-- WORKING DATA follows --

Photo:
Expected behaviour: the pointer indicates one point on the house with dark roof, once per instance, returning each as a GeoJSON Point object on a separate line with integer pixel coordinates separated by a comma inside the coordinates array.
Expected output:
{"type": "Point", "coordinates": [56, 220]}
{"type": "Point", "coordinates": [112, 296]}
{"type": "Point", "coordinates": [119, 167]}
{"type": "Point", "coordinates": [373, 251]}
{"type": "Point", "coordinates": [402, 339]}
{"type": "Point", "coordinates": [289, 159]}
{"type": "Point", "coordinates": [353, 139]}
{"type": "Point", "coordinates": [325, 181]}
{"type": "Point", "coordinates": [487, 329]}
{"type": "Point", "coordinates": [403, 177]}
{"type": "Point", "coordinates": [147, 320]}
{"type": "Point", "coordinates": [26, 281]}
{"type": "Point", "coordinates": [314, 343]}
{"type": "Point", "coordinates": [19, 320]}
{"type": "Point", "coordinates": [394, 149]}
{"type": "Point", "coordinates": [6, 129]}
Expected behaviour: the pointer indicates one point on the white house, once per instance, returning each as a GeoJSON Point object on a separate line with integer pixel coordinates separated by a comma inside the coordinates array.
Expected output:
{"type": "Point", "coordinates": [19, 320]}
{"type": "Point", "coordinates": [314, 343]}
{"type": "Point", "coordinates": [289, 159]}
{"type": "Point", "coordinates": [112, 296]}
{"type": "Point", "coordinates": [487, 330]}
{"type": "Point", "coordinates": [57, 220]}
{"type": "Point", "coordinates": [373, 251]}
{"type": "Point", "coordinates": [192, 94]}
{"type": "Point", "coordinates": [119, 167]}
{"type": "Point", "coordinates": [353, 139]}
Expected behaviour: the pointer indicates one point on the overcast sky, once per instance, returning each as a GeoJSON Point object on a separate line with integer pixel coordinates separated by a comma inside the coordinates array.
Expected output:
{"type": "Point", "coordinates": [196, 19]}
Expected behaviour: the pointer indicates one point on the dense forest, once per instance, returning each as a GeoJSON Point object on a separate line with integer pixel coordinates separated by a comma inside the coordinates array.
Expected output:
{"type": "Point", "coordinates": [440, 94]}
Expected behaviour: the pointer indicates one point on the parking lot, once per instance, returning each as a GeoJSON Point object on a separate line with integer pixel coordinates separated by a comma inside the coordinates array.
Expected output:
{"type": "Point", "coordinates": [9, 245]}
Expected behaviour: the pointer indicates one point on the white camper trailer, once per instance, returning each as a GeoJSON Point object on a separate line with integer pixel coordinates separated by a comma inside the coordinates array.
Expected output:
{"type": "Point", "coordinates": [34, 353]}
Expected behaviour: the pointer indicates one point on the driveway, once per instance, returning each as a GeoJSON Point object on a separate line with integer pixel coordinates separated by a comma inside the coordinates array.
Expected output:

-- WORKING DATA concluded --

WHAT YOU SHOULD DO: List the lines of the entries that include "white".

SOLUTION TO THIS EXERCISE:
Expected behaviour: the pointer indicates one point on the white house, once per instance, returning each as a GeoJSON Point object on a separate line with integer pixel coordinates separated by a comma inside the coordinates array.
Expected behaviour: the pointer indicates one point on the white camper trailer, once per instance, returning each as a GeoJSON Point object on a separate line with integer pixel coordinates separated by a comma inside the coordinates array.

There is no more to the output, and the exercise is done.